Collected data entries
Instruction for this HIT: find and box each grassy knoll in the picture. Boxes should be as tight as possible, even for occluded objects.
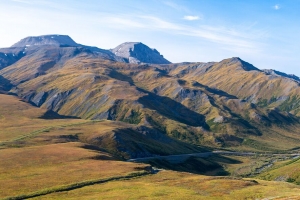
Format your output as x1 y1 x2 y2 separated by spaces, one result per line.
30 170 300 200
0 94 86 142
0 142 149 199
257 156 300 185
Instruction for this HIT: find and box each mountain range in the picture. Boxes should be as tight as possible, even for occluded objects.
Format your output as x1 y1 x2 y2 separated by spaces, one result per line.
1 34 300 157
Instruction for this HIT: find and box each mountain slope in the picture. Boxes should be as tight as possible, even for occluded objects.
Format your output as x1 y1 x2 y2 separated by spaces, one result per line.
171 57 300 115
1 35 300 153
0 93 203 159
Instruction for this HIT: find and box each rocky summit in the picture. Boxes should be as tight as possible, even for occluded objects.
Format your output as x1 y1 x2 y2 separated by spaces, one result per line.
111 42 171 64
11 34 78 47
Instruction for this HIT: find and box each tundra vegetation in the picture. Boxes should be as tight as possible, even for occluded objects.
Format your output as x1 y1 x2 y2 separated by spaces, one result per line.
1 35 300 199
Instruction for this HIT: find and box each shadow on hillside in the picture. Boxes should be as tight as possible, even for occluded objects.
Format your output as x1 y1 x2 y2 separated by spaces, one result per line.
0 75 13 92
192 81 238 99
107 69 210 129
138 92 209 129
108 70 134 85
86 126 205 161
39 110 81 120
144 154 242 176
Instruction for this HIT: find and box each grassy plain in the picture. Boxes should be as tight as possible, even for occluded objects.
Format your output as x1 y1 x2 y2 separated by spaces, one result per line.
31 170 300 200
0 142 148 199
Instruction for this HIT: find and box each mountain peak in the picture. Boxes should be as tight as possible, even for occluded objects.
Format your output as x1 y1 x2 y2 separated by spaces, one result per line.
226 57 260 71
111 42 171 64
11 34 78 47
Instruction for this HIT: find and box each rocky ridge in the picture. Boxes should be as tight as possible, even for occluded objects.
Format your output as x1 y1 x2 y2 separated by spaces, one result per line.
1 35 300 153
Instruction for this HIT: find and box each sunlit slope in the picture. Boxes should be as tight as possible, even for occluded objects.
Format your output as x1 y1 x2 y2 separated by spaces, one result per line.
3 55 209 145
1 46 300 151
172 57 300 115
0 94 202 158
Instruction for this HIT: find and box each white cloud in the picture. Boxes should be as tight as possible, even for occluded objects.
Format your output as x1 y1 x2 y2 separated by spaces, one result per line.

### PROBLEM DETAILS
Where a line in the data contains the string "grassy", add it to your count, and give only the final number.

### ANSWER BOX
2